§ Exercise directions:
Give all of the records again. Match them exactly.

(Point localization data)
* * * *

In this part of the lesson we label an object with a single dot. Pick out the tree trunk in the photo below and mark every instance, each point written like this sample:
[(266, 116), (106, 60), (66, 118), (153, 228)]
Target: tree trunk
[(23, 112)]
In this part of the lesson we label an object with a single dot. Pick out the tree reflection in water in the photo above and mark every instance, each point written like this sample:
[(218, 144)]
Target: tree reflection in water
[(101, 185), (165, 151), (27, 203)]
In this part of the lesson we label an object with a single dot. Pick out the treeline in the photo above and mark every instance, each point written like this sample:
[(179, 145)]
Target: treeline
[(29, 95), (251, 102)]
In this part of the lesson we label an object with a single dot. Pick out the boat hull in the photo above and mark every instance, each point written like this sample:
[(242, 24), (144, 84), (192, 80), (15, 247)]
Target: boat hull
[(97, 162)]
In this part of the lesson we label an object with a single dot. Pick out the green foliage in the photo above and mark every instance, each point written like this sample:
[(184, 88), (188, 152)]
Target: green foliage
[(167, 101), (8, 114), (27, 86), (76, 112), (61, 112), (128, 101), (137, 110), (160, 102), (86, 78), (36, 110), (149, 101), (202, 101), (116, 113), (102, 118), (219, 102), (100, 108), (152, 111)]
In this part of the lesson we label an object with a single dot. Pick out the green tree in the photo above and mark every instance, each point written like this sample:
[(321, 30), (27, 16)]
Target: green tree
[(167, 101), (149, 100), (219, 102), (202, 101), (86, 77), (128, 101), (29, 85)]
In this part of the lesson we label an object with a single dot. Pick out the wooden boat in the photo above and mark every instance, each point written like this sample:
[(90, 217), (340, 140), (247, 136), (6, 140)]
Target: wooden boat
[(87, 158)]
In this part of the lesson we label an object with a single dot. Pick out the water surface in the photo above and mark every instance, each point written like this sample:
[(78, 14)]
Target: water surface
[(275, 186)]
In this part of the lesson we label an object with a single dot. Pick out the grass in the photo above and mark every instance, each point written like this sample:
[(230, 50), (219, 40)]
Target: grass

* * * *

§ The completed task:
In this part of the lesson we label an object with a single dot. Pick out the tree trunk in the photo below and mark every instance, each point written like this sample:
[(266, 116), (106, 60), (66, 118), (153, 228)]
Target: tree trunk
[(23, 112)]
In this part of the lesson we label an object with a single dot. Pick out the tree reflection in water in the photo above and mark every instance, each point written like this sample:
[(218, 144)]
Target: tree reflection in water
[(101, 185), (165, 151), (27, 203)]
In this part of the lesson we label an object with a single dot. Pick out the treeline in the photo above and mark every instance, each point written like this sample:
[(179, 145)]
Target: treeline
[(29, 95), (251, 102)]
In this part of the lesson we label an object with a single dot. Pick out the boat hull in the photo above and mark every instance, each point written like this sample:
[(242, 24), (144, 84), (192, 80), (15, 247)]
Target: boat hull
[(97, 162)]
In this part of the lesson we label an object with a single dot. Pick out the green foliage in the photo above and mark every instance, each point written like this sample:
[(184, 88), (188, 152)]
Target: green foliage
[(167, 101), (8, 114), (27, 86), (76, 112), (61, 112), (128, 101), (137, 110), (160, 102), (86, 78), (36, 110), (149, 101), (202, 101), (116, 113), (102, 118), (219, 102), (100, 108), (152, 111)]
In this part of the lesson we label an object with a single dot. Pick out the green tree in the photo above and mark every instance, each point written like this sample:
[(321, 30), (27, 16)]
Target: green tree
[(167, 101), (149, 100), (219, 102), (202, 101), (86, 77), (128, 101), (29, 85)]
In this part of the lesson we label an object with a single dot. Pick out the wooden boat in the photo above and mark every instance, each point written like this sample:
[(90, 217), (340, 140), (247, 136), (6, 140)]
Target: wooden boat
[(87, 158)]
In this part of the lesson we label an object with a single dot. Pick out the water surface in the photo above and mark every instance, each point written like this sample:
[(78, 14)]
Target: water surface
[(275, 186)]
In this part of the lesson we label an object with a single dot. Pick out the grass in the photo above and mark every instance, each point written like this sample:
[(230, 50), (219, 40)]
Target: grass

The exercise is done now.